What this task involves - Search the entries below for "backpack" and copy each matching line.
━━━━━ Data for review ━━━━━
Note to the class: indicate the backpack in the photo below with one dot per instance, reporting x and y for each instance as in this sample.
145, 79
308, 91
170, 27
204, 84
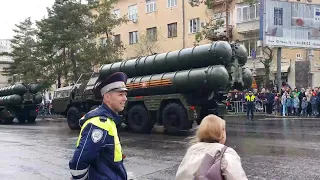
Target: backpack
━━━━━
Result -
Note to the class: indicate the backpack in the photo below with one dot per instance, reporting x and y for each instance as in this sample.
Target: backpack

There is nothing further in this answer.